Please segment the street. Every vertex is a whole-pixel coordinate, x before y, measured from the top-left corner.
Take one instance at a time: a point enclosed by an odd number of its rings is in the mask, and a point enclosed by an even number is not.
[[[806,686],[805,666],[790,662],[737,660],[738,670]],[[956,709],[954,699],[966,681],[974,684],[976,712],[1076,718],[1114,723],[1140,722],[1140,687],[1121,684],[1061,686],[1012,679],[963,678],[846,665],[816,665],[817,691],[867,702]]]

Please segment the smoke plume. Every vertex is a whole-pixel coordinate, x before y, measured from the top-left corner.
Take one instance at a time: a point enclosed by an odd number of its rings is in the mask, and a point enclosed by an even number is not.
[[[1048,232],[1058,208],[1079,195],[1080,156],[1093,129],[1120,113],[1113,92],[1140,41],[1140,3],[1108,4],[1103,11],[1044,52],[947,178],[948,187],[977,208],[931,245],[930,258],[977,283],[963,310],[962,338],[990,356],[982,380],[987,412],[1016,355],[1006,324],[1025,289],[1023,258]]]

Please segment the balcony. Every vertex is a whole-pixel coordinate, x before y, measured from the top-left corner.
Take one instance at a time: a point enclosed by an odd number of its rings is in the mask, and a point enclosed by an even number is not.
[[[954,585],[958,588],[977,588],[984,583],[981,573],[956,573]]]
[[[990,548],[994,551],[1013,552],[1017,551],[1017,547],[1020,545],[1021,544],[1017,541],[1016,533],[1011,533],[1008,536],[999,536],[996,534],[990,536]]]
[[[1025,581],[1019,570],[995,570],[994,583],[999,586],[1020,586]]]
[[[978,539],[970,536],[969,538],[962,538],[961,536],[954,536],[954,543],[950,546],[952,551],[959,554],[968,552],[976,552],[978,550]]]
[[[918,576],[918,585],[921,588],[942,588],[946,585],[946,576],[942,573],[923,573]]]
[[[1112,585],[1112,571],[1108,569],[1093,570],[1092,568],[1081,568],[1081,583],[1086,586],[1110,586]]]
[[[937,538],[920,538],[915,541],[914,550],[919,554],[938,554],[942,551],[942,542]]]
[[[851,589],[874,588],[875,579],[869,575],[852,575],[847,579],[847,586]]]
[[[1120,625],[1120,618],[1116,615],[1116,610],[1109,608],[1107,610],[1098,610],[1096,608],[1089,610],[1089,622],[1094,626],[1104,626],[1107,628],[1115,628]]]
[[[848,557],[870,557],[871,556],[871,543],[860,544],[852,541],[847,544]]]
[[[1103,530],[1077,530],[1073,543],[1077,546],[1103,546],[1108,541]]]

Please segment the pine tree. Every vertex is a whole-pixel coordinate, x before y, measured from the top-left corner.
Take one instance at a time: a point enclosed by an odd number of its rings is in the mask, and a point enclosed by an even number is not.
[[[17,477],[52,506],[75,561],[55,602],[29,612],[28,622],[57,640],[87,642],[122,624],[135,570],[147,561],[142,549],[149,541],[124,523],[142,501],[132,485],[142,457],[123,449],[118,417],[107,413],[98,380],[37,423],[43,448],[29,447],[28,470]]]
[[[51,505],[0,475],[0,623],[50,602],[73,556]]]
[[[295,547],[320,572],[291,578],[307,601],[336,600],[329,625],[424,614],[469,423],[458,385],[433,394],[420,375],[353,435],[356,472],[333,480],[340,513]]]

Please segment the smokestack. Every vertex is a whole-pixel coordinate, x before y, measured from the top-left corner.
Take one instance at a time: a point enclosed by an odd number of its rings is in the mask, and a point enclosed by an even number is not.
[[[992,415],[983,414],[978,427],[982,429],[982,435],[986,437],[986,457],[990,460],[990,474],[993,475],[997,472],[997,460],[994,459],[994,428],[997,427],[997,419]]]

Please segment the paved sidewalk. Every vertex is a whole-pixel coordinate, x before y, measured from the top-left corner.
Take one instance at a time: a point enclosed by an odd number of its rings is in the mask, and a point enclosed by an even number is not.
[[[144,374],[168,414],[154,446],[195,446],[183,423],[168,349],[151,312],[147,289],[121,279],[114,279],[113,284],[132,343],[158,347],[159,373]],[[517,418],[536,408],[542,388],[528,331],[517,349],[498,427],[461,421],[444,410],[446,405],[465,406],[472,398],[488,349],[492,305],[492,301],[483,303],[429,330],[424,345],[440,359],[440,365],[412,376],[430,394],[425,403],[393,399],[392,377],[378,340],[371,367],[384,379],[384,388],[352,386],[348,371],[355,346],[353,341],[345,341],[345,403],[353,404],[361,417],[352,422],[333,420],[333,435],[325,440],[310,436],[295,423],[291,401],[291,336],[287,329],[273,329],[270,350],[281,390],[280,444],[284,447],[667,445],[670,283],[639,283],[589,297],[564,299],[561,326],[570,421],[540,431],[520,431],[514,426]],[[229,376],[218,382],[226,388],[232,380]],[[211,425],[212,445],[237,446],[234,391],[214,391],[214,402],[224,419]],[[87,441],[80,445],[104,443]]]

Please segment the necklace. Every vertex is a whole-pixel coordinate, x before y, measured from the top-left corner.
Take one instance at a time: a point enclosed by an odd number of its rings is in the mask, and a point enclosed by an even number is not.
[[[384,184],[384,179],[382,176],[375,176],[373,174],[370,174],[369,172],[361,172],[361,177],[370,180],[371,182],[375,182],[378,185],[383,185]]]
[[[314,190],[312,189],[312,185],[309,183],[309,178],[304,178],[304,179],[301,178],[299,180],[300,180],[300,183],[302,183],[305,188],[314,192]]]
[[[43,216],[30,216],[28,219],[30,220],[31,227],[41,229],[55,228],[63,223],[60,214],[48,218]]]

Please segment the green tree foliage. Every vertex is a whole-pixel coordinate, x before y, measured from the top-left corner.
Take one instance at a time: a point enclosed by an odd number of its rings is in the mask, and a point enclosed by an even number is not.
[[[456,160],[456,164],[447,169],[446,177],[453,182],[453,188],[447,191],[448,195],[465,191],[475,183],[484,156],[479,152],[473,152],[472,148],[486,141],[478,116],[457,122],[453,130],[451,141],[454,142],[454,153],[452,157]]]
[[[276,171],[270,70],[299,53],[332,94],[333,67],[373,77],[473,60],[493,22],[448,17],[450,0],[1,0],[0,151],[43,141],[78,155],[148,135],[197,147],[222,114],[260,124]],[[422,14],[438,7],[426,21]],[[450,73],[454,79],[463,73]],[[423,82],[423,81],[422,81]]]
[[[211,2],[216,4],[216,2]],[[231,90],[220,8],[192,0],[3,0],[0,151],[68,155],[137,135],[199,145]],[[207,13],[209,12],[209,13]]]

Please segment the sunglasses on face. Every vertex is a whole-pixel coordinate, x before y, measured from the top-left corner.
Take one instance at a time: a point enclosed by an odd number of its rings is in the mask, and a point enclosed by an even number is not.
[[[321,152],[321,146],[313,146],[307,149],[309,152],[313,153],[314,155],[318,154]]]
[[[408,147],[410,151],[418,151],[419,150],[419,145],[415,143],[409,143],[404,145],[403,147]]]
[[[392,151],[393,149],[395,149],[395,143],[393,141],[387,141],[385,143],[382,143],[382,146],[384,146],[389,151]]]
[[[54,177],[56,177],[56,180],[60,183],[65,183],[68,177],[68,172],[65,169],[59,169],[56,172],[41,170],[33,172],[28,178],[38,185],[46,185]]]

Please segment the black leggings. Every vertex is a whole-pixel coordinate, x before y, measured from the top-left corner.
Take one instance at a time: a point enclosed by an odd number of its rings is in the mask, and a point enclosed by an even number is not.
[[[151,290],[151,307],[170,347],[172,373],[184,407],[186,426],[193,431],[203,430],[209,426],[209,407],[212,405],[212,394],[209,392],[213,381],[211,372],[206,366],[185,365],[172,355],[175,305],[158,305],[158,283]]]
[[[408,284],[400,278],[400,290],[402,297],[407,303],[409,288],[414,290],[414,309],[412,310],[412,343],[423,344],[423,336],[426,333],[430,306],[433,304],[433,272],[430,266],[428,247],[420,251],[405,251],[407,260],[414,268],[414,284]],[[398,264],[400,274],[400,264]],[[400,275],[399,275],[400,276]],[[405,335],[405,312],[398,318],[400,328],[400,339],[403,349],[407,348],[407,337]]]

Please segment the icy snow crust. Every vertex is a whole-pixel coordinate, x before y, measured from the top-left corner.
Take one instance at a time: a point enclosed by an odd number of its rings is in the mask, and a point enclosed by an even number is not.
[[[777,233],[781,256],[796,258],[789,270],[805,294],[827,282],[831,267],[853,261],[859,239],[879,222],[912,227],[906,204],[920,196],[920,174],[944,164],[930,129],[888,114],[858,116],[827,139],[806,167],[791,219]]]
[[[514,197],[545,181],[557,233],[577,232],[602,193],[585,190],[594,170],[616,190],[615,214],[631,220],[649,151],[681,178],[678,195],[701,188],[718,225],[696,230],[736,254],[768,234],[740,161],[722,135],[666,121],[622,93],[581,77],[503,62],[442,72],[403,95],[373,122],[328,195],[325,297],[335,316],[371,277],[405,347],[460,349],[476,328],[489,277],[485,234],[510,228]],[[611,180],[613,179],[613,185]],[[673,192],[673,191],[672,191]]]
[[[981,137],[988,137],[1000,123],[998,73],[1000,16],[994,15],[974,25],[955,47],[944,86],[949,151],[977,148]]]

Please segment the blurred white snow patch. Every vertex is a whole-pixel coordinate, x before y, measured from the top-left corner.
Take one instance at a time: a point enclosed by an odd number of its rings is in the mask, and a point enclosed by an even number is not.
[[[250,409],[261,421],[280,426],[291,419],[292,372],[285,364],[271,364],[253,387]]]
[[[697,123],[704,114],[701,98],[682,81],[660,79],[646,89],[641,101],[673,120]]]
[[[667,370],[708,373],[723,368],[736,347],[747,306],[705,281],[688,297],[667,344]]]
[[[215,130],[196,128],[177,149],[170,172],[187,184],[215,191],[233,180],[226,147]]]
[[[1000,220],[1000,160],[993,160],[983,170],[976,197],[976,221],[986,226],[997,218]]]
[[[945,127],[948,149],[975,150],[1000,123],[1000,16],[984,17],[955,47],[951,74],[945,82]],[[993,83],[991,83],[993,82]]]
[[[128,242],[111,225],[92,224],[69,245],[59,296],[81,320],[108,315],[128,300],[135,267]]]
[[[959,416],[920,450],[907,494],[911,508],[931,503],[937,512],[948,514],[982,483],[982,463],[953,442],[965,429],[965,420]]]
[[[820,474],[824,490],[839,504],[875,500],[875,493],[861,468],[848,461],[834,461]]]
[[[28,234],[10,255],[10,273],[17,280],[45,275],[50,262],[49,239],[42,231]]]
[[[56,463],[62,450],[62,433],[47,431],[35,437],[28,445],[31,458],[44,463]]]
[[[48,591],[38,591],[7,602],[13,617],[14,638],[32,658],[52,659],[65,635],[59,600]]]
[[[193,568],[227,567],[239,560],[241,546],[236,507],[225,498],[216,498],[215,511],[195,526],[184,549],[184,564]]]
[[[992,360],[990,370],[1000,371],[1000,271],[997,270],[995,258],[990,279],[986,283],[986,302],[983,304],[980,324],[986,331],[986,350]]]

## TASK ITEM
Return, line for line and unchanged, the data from its first line through the line containing "Please segment the balcony.".

## OUTPUT OF THE EXERCISE
Please segment the street. Every vertex is a whole-pixel coordinate, x before y, measured from the top-left corner.
Take one instance at a time: a point enclosed by an odd number of its rings is in the mask, and a point enclosed by an even number is not.
[[[806,686],[805,666],[790,662],[737,660],[738,670]],[[956,709],[954,699],[966,681],[974,684],[976,712],[1076,718],[1114,723],[1140,722],[1140,687],[1121,684],[1061,686],[1012,679],[963,678],[846,665],[816,665],[817,691],[867,702]]]

Please segment the smoke plume. Every vertex is a whole-pixel coordinate, x before y, measured from the top-left corner.
Take one instance at a time: a point enclosed by an odd number of its rings is in the mask, and a point enclosed by an even number is not.
[[[1048,232],[1058,208],[1079,195],[1080,156],[1093,129],[1120,113],[1113,92],[1140,41],[1140,3],[1108,4],[1103,11],[1044,52],[947,178],[948,187],[977,208],[931,245],[930,258],[977,283],[963,310],[962,338],[990,356],[982,380],[987,412],[1016,355],[1006,324],[1025,289],[1023,258]]]

Please segment the balcony. Every vertex is a whole-pixel coordinate, x before y, measured from the top-left corner.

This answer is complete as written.